Content starts

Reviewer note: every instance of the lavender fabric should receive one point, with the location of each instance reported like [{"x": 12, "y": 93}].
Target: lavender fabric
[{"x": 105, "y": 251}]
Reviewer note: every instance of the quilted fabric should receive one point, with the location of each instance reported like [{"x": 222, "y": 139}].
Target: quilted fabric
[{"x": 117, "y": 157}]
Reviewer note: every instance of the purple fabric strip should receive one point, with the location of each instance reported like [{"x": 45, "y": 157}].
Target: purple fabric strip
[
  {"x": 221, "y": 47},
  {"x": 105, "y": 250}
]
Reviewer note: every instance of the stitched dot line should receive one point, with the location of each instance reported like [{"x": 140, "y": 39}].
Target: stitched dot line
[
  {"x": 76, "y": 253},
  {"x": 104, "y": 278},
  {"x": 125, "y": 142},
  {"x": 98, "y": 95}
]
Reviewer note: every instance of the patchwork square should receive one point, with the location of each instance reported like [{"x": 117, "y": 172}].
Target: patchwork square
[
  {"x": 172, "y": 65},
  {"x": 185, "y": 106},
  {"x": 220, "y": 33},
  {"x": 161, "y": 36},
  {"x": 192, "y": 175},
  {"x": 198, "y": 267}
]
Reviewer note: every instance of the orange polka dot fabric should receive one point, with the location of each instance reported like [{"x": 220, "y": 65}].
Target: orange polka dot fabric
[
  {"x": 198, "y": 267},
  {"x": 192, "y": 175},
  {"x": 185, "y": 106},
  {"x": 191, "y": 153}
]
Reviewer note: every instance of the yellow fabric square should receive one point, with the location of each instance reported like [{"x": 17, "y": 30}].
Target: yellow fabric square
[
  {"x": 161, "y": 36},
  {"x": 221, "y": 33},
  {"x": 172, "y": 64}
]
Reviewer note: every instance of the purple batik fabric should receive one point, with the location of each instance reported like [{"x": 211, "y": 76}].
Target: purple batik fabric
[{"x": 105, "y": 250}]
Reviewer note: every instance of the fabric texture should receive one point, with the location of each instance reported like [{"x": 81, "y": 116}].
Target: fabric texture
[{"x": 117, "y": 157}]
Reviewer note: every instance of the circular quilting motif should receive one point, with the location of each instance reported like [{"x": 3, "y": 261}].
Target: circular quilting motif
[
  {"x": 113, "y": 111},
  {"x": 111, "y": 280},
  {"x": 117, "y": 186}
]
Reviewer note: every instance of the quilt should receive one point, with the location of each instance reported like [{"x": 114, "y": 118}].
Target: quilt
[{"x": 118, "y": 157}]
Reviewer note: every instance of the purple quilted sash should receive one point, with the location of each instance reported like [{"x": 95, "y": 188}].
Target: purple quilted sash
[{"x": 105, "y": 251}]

Content ends

(Work to be completed): Count every line in the preceding entries where the string "like" appears, then state only the total.

(Exercise output): 12